**What is expected**. Two lines in the data below mark the range: the one with "Target: ceramic bowl" and the one with "Each instance of the paneer butter". Return both, along with every line between them, exactly.
═══ Source material
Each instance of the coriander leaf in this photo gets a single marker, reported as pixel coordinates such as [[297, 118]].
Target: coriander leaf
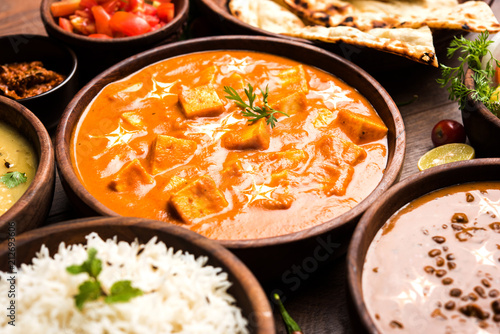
[[471, 54], [291, 326], [87, 291], [122, 291], [13, 179], [254, 113], [91, 266]]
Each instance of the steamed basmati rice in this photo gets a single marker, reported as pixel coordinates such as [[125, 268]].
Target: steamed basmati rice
[[181, 293]]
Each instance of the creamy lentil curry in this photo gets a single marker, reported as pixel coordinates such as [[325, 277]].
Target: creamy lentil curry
[[17, 157], [434, 267], [166, 143]]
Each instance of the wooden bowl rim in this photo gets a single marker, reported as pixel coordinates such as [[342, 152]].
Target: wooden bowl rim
[[261, 308], [45, 172], [477, 105], [155, 36], [53, 43], [390, 175], [435, 178]]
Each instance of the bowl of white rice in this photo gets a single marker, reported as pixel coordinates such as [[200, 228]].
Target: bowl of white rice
[[181, 282]]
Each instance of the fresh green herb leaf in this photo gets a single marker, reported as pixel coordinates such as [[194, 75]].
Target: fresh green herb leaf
[[91, 266], [122, 291], [291, 326], [13, 179], [471, 53], [254, 113], [87, 291]]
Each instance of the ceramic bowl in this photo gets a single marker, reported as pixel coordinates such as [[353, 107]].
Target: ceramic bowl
[[33, 207], [246, 290], [390, 202], [55, 56], [96, 55], [266, 257]]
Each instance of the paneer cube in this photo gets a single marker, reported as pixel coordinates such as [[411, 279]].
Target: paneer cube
[[324, 118], [132, 176], [201, 101], [360, 128], [294, 79], [340, 177], [207, 75], [167, 152], [291, 104], [197, 200], [235, 81], [133, 118], [175, 184], [337, 150], [251, 137]]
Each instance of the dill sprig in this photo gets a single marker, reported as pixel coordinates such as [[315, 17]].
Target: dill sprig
[[254, 113], [471, 54]]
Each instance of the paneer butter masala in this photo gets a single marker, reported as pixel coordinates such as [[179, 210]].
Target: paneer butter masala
[[167, 143]]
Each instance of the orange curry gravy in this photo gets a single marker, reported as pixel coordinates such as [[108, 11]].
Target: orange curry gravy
[[167, 144]]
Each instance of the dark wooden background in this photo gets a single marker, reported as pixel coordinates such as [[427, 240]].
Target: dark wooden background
[[317, 300]]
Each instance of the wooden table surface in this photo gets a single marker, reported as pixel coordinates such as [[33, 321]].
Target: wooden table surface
[[318, 302]]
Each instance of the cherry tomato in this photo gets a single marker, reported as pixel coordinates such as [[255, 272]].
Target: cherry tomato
[[165, 12], [101, 36], [129, 24], [65, 24], [448, 131], [102, 19]]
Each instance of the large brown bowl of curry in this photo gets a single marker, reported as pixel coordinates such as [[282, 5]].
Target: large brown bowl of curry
[[227, 175]]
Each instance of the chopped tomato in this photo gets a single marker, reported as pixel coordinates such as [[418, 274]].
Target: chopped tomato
[[102, 36], [149, 9], [86, 13], [129, 24], [102, 19], [83, 25], [165, 11], [152, 20], [111, 6], [65, 24], [64, 8], [87, 3]]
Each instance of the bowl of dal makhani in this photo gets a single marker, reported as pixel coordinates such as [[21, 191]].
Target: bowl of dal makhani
[[425, 258], [108, 274], [27, 169], [255, 142]]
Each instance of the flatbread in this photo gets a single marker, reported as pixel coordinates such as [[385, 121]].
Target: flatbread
[[474, 16], [265, 14], [414, 44]]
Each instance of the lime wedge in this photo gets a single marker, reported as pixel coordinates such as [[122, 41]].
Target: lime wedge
[[444, 154]]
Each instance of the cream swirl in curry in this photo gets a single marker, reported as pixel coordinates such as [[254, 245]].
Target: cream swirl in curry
[[166, 143]]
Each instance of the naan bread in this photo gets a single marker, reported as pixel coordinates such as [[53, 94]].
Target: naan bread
[[265, 14], [415, 44], [475, 16]]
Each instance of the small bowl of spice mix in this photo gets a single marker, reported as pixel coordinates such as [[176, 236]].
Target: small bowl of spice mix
[[425, 258], [40, 73]]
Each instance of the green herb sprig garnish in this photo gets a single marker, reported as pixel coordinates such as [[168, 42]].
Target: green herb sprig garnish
[[472, 53], [291, 326], [13, 179], [254, 113], [91, 289]]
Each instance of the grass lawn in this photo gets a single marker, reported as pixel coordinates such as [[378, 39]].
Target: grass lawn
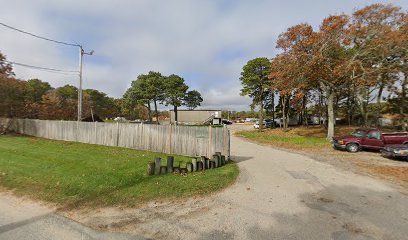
[[76, 174]]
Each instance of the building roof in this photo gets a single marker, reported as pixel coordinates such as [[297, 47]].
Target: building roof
[[195, 110]]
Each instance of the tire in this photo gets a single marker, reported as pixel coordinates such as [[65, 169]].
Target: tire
[[352, 147]]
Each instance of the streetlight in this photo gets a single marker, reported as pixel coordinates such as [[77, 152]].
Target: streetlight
[[81, 55]]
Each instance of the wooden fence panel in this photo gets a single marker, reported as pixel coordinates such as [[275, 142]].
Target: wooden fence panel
[[170, 139]]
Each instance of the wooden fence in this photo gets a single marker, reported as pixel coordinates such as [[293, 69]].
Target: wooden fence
[[170, 139]]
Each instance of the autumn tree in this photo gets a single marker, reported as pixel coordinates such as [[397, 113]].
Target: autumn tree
[[255, 83], [175, 91], [6, 70], [192, 99], [373, 46]]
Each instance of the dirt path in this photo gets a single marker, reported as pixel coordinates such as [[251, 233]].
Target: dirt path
[[279, 195]]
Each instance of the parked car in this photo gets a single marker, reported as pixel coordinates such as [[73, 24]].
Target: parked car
[[226, 122], [266, 124], [395, 151], [369, 139]]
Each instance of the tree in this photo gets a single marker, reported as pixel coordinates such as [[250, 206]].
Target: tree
[[36, 89], [174, 92], [255, 83], [6, 70], [155, 89], [328, 66], [373, 44], [192, 99], [12, 97]]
══════
**Exercise output**.
Target: ceramic bowl
[[33, 207], [246, 290], [390, 202], [55, 56], [96, 55], [266, 257]]
Each instance of the paneer cube in this photo gets a single marker, reported as pixel coordinates such as [[411, 279]].
Target: paneer cube
[[324, 118], [132, 176], [201, 101], [360, 128], [294, 79], [340, 177], [207, 75], [167, 152], [291, 104], [197, 200], [235, 81], [133, 118], [175, 184], [337, 150], [251, 137]]
Each instance of the dill sprig in this photo gets a single marker, reported as pixel coordinates such as [[315, 17]].
Target: dill sprig
[[254, 113], [471, 54]]
Each instance of the paneer butter masala in this photo gets a single marker, reported as pixel coordinates such as [[179, 210]].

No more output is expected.